> **Document excerpt**:

---------------

It's a simple tool, and you already know about it. But just as
Dorothy had the way back to Kansas all along without realizing
it, merely having the tool doesn't do the trick. The key
is knowing you have the tool, and knowing what you can
do with it.
The master tool is making lists.
Listmaking can be applied to a great many areas of your life.
I don't know if there is a natural limit to the usefulness of
this tool, but I will give you a few examples of how I use it.
One of the things that tends to stress
me out is the accumulation of too much to do. I collect things
I want to do much faster than I can do them. So I need to manage
my time better.
The best audio program I've ever heard
on time management is from Earl Nightingale's Lead The Field program. He tells the true
story of an efficiency expert named Ivy Lee who visited the president
of a steel company to convince that president Lee's firm could
help him manage his company better. The president said he wasn't
managing his company as well as he knew how, and that what was
needed wasn't more knowing, but more doing. He said everyone
at the company knew what they should be doing, and if Lee could
tell him how to get more of it done, he'd pay him anything within
reason he asked.
Lee got out a blank sheet of paper, and
asked the president to write down the six most important things
he needed to do the next day. It took the president about three
minutes to do it.
Then Lee asked him to number them in the
order of their importance to the success of the company. The
president took another five minutes to do that.
Then Lee said something like this: "Now
tomorrow, pull that piece of paper out of your pocket and go
to work on number one. Don't worry about the others until the
first one is done. Then go to number two. And so on. Once you've
convinced yourself of the value of this method, teach it to your
people, and then send me a check for whatever you think it's
worth."
A few weeks later, Ivy Lee received a check
for twenty-five thousand dollars. And the president wrote that
what Lee taught him was the most profitable lesson he'd ever
learned. Within five years, the company became one of the leaders
in its field, and its success was largely attributed to that
simple method.
I've used that method too many times to
count, and it always clarifies my mind and helps me get more
done. I always immediately feel less stressed as soon as I've
written the list, so I sleep better. It takes time to make the
list and put it in order but the increased efficiency more than
makes up that time. Don't take my word for it. Try it, and then
send me a check for whatever you think it's worth (wink).
Here's another example of how I've used
the master tool: When I'm worried about something, I use listmaking
to help me think. When I feel agitated, I ask, "What's bothering
me?" And I'll make a list. The list is always finite.

---------------

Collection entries
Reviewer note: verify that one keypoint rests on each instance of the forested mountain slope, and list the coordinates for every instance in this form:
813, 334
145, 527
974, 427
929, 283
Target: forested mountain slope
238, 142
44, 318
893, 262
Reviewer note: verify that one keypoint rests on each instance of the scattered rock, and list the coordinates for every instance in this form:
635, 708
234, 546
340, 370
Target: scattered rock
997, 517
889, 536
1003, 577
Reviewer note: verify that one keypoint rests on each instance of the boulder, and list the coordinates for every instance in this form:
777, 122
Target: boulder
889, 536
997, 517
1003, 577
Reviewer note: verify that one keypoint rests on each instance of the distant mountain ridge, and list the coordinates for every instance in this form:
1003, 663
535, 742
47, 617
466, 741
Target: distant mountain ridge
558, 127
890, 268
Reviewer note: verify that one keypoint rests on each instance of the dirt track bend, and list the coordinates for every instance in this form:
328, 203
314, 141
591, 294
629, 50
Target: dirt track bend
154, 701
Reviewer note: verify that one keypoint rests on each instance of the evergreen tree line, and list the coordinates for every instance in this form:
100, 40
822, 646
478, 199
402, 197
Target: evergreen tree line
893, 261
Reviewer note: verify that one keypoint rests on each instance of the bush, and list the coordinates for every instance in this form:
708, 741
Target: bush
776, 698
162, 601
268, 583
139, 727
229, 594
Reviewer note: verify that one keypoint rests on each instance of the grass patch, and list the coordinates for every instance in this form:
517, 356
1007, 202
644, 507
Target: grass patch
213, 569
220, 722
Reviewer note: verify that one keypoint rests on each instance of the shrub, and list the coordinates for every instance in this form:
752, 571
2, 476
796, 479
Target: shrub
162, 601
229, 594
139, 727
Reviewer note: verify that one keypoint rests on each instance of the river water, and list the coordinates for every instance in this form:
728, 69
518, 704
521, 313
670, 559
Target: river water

---------------

> **To be done**:
a. According to the listmaking excerpt, what amount was on the check that Ivy Lee received a few weeks after his visit?
b. Gather each line of the entries that contains the string "dirt".

> **Solutions for each task**:
a. Twenty-five thousand dollars.

b.
Reviewer note: verify that one keypoint rests on each instance of the dirt track bend, and list the coordinates for every instance in this form:
Target: dirt track bend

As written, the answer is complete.